Data records

****************************************

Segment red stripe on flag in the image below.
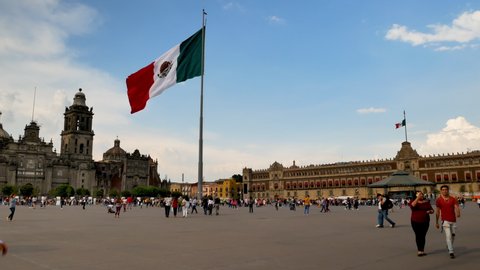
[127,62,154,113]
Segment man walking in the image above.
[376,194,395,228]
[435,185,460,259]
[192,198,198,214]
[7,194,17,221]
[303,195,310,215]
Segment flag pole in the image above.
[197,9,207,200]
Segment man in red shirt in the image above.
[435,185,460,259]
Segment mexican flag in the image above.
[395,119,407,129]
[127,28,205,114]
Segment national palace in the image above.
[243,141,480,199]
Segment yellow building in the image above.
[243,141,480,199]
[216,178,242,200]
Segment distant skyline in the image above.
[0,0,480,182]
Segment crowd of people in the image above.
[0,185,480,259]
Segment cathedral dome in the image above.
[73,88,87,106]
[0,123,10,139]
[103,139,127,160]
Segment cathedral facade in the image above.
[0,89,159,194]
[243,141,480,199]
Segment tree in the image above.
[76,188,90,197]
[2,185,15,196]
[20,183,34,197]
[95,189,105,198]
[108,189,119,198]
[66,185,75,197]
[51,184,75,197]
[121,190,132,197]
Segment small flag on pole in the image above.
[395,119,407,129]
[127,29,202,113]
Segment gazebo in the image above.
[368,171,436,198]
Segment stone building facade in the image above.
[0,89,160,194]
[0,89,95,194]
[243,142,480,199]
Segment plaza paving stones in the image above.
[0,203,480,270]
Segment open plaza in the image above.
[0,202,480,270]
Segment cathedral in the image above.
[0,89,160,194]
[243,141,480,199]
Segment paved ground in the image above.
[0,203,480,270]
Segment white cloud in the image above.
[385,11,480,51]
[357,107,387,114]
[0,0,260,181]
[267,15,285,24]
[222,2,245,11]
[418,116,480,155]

****************************************

◆ **WHAT NEEDS TO BE DONE**
Arrange the material above as a JSON list of strings, with one string for each line and no blank lines included. Leave the pictures out of the answer.

◆ **EXERCISE OUTPUT**
[
  "Segment red stripe on flag in the image below.",
  "[127,62,154,113]",
  "Segment man walking in the image above.",
  "[376,194,395,228]",
  "[435,185,460,259]",
  "[192,198,198,214]",
  "[7,194,17,221]",
  "[303,195,310,215]",
  "Segment flag pole in the image above.",
  "[197,9,207,200]",
  "Segment man in red shirt in the image above.",
  "[435,185,460,259]",
  "Segment mexican flag in the image above.",
  "[395,119,407,129]",
  "[127,28,205,114]",
  "Segment national palace in the image above.",
  "[243,141,480,199]",
  "Segment yellow building in the image above.",
  "[243,141,480,199]",
  "[216,178,242,200]",
  "Segment distant skyline in the image above.",
  "[0,0,480,182]",
  "Segment crowd of people in the image above.",
  "[0,185,480,259]",
  "Segment cathedral dome in the image above.",
  "[73,88,87,106]",
  "[0,123,10,139]",
  "[103,139,127,160]",
  "Segment cathedral facade in the image above.",
  "[0,89,159,194]",
  "[243,141,480,199]",
  "Segment tree in the image above.",
  "[76,188,90,197]",
  "[2,185,15,196]",
  "[20,183,34,197]",
  "[95,189,105,198]",
  "[108,189,119,198]",
  "[66,185,75,197]",
  "[51,184,75,197]",
  "[121,190,132,197]",
  "Segment small flag on pole in the image above.",
  "[395,119,407,129]",
  "[127,29,202,113]",
  "Segment gazebo in the image above.",
  "[368,171,436,198]",
  "Segment stone building facade in the image above.",
  "[0,89,160,194]",
  "[0,89,95,194]",
  "[243,142,480,199]",
  "Segment plaza paving stones in the image above.",
  "[0,203,480,270]",
  "Segment open plaza in the image above.",
  "[0,202,480,270]",
  "Segment cathedral in the image above.",
  "[0,89,160,194]",
  "[243,141,480,199]",
  "Segment paved ground in the image above.",
  "[0,203,480,270]",
  "Segment white cloud in the image above.",
  "[385,11,480,51]",
  "[357,107,387,114]",
  "[0,0,260,181]",
  "[267,15,285,24]",
  "[222,2,245,11]",
  "[418,116,480,155]"
]